▶ **Jobs**
1. From the kernel crash post below, list the six numbered steps for reproducing the crash. Give only the main line of each step and leave out its sub-points.
2. Carry the kernel crash post below forward from its last sentence.

[OpenWrt-Devel] [BUG] kernel crash in br_netfilter

Zefir Kurtisi zefir.kurtisi at neratec.com
Mon Mar 7 12:43:41 EST 2016

On 02/29/2016 01:33 PM, Zefir Kurtisi wrote:
> I've been fighting a kernel bug that is producing random crashes around network /
> skb_layer for a long time and was able to isolate it (or one of its components) to
> the br_netfilter module.
> I am reproducing the bug with PowerPC (TL-WDR4900v1.3) and MIPS (DB120, ar71xx)
> based systems. Florian Westphal did not see it on kvm/x86, it is unclear whether
> this requires a physical system or is CPU specific. This bug is in the latest
> OpenWRT (tested HEAD is 03b15ae9), as it happens with firmwares built 2+ years
> ago, so it is no current regression but something that was there for a long time.
> Reproducing the crash
> 1. build the firmware for the system to test
>    * use default configuration
>    * ensure to select CONFIG_BRIDGE_NETFILTER in kernel_menuconfig
> 2. boot the device and access it over serial
> 3. ensure br-lan bridge has at least two active ports
>    * tested with ath9k + Ethernet (gianfar and ag71xx)
>    * if not enabled, enable radio0 and ensure wlan0 is in bridge
> 4. run: sysctl -w net.bridge.bridge-nf-call-iptables=1
> 5. from your host, continuously ping the device over Ethernet
> 6. run: ifconfig br-lan down
> The next ingress packet causes a fatal crash.
> Trace logs for MIPS and PPC are attached and hint to __nf_conntrack_confirm
> Let me know if I could provide more information to further isolate the problem.

▶ **Dataset**
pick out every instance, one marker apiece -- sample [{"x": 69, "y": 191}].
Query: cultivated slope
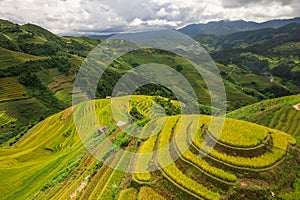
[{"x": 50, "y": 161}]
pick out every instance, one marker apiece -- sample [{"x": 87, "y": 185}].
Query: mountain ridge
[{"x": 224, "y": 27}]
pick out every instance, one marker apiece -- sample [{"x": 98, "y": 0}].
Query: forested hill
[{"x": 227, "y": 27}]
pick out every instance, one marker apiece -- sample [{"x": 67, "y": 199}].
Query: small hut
---
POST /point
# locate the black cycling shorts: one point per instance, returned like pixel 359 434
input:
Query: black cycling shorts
--
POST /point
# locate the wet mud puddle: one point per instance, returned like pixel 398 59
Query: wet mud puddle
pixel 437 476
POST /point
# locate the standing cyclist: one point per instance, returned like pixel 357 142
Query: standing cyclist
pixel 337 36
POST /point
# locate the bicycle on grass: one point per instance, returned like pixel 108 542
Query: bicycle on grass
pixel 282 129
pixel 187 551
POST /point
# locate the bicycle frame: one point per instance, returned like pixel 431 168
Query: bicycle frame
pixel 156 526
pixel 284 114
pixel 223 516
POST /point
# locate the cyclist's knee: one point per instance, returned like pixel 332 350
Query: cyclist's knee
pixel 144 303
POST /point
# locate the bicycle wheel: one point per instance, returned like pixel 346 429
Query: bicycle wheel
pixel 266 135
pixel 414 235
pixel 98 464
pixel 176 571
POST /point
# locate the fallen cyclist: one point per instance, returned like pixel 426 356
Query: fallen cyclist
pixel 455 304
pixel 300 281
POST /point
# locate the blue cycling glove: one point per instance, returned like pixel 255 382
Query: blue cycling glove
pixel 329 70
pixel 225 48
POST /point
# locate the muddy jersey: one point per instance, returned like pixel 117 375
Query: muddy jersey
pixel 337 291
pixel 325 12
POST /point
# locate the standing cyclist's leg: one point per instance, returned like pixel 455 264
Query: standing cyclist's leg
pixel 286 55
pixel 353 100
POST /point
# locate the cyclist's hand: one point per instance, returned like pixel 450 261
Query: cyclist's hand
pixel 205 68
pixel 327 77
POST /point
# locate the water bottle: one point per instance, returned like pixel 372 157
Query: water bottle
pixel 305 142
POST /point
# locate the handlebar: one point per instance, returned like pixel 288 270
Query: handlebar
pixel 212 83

▶ **Task-by-task outputs**
1.
1. build the firmware for the system to test
2. boot the device and access it over serial
3. ensure br-lan bridge has at least two active ports
4. run: sysctl -w net.bridge.bridge-nf-call-iptables=1
5. from your host, continuously ping the device over Ethernet
6. run: ifconfig br-lan down

2.
Got forward with that issue and after wondering why the netfilter folks were
unable to reproduce, it finally turned out the problematic code is OWRT private in

This is causing reproducible kernel crashes under the conditions given before. In
essence, it leads to a double-free (de-reference of poisoned list) or
use-after-destruction. For more details please check the manually collected
execution trace below. The tldr; version is this: an ingress packet to the
Ethernet port of a disabled bridge
1. gets passed to br_handle_frame()
2. enters the BR_STATE_DISABLED case in the mentioned patch
3. gets passed to the related NF_HOOK
   a) in br_nf_pre_routing() a conntrack context ct is created
   b) that in the same nf_iterate() is destroyed in br_nf_pre_routing_finish()
4. in the br_pass_frame_up() following the NF_HOOK
   a) ipv4_confirm() runs __nf_conntrack_confirm(ct) with invalid ct
   b) which attempts to nf_ct_del_from_dying_or_unconfirmed_list(ct)
   c) and with that de-references and writes to LIST_POISON2 in pprev

This is reproducible with different kernels (tested: 3.18 and 4.4), both with PPC
and MIPS systems (should basically do on any platform).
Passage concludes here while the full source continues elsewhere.